Data items:
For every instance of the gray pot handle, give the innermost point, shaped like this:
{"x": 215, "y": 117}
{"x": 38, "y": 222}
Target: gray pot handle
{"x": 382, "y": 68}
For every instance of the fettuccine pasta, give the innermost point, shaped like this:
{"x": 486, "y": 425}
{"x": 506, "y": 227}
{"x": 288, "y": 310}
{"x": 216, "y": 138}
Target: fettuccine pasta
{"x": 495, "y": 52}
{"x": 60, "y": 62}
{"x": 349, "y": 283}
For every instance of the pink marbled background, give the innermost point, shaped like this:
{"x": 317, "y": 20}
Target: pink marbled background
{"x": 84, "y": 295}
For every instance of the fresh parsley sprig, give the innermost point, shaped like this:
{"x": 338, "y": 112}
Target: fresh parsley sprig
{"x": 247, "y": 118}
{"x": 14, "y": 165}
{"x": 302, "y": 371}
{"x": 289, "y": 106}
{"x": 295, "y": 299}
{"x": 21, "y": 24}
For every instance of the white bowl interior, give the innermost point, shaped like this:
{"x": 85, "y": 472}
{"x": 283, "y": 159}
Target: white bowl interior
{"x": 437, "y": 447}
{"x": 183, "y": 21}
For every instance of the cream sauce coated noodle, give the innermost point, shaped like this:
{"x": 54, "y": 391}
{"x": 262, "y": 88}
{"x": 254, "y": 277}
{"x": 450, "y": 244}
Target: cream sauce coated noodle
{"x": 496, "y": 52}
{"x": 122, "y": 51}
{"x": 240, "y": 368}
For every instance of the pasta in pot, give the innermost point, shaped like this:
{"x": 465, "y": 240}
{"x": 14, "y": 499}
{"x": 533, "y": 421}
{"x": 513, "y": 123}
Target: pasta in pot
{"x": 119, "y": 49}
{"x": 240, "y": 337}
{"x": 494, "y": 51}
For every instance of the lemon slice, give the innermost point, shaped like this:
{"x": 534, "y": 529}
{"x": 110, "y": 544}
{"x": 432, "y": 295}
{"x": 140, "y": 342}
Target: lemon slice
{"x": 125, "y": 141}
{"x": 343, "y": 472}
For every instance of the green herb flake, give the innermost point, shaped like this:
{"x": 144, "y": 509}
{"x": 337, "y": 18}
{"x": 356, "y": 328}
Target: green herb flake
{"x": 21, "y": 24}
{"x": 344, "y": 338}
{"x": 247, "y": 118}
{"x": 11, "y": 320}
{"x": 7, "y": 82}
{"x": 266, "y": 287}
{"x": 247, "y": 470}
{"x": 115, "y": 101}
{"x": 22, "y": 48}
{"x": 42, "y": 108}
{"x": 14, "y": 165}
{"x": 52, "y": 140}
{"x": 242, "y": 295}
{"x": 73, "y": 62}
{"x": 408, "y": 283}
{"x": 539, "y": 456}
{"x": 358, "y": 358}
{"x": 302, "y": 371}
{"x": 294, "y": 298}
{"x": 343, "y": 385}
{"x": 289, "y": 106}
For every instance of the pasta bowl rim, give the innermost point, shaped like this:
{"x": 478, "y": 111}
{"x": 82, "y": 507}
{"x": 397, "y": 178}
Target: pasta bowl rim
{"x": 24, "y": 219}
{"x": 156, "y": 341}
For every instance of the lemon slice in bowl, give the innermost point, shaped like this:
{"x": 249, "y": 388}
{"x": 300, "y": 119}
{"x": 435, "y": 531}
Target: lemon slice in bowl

[Problem details] Copy every line of the records word for word.

[Response below]
For every instance of the gray pot handle, give the innermost point, shaped like this:
{"x": 215, "y": 117}
{"x": 38, "y": 222}
Target: gray pot handle
{"x": 382, "y": 68}
For every instance of the fettuccine pasta, give the innermost point, shaped like this:
{"x": 486, "y": 425}
{"x": 506, "y": 227}
{"x": 288, "y": 310}
{"x": 216, "y": 138}
Target: fettuccine pasta
{"x": 495, "y": 52}
{"x": 60, "y": 62}
{"x": 349, "y": 283}
For every instance of the pink marbled background, give the innermost point, shaped like this:
{"x": 317, "y": 20}
Target: pink marbled background
{"x": 84, "y": 295}
For every instance of the fresh parsley sprig, give the innermost point, shaped like this:
{"x": 338, "y": 112}
Target: fresh parsley sprig
{"x": 247, "y": 118}
{"x": 14, "y": 165}
{"x": 302, "y": 371}
{"x": 289, "y": 106}
{"x": 295, "y": 299}
{"x": 21, "y": 24}
For every instance of the white bowl interior, give the innermost point, shaped like this:
{"x": 85, "y": 472}
{"x": 283, "y": 159}
Target: white bowl interior
{"x": 437, "y": 447}
{"x": 183, "y": 21}
For every instance of the cream sauce coated noodle, give the innermost point, shaped like this:
{"x": 54, "y": 391}
{"x": 262, "y": 88}
{"x": 254, "y": 277}
{"x": 450, "y": 244}
Target: cream sauce coated noodle
{"x": 496, "y": 52}
{"x": 122, "y": 51}
{"x": 240, "y": 368}
For every instance of the pasta in pot, give the innermost point, shaped like this:
{"x": 465, "y": 240}
{"x": 14, "y": 499}
{"x": 533, "y": 421}
{"x": 513, "y": 123}
Target: pasta in pot
{"x": 119, "y": 49}
{"x": 240, "y": 337}
{"x": 494, "y": 51}
For every instance of the lemon slice, give the innermost point, shaped like this:
{"x": 534, "y": 529}
{"x": 110, "y": 544}
{"x": 432, "y": 295}
{"x": 140, "y": 342}
Target: lemon slice
{"x": 125, "y": 141}
{"x": 343, "y": 472}
For every instance of the green herb flake, give the innermost point, shaped like this:
{"x": 144, "y": 509}
{"x": 337, "y": 18}
{"x": 356, "y": 328}
Target: green herb flake
{"x": 21, "y": 24}
{"x": 344, "y": 338}
{"x": 247, "y": 118}
{"x": 11, "y": 320}
{"x": 7, "y": 82}
{"x": 266, "y": 287}
{"x": 247, "y": 470}
{"x": 115, "y": 101}
{"x": 22, "y": 48}
{"x": 42, "y": 108}
{"x": 14, "y": 165}
{"x": 52, "y": 140}
{"x": 242, "y": 295}
{"x": 73, "y": 62}
{"x": 408, "y": 283}
{"x": 539, "y": 456}
{"x": 358, "y": 358}
{"x": 302, "y": 371}
{"x": 294, "y": 298}
{"x": 343, "y": 385}
{"x": 289, "y": 106}
For every instance of the pasta bowl rim, give the innermost point, shaped like this:
{"x": 478, "y": 111}
{"x": 82, "y": 507}
{"x": 397, "y": 178}
Target: pasta bowl rim
{"x": 24, "y": 219}
{"x": 156, "y": 341}
For every instance of the lemon slice in bowl, give the innermost point, shaped like this:
{"x": 249, "y": 388}
{"x": 300, "y": 119}
{"x": 435, "y": 531}
Target: lemon slice in bowl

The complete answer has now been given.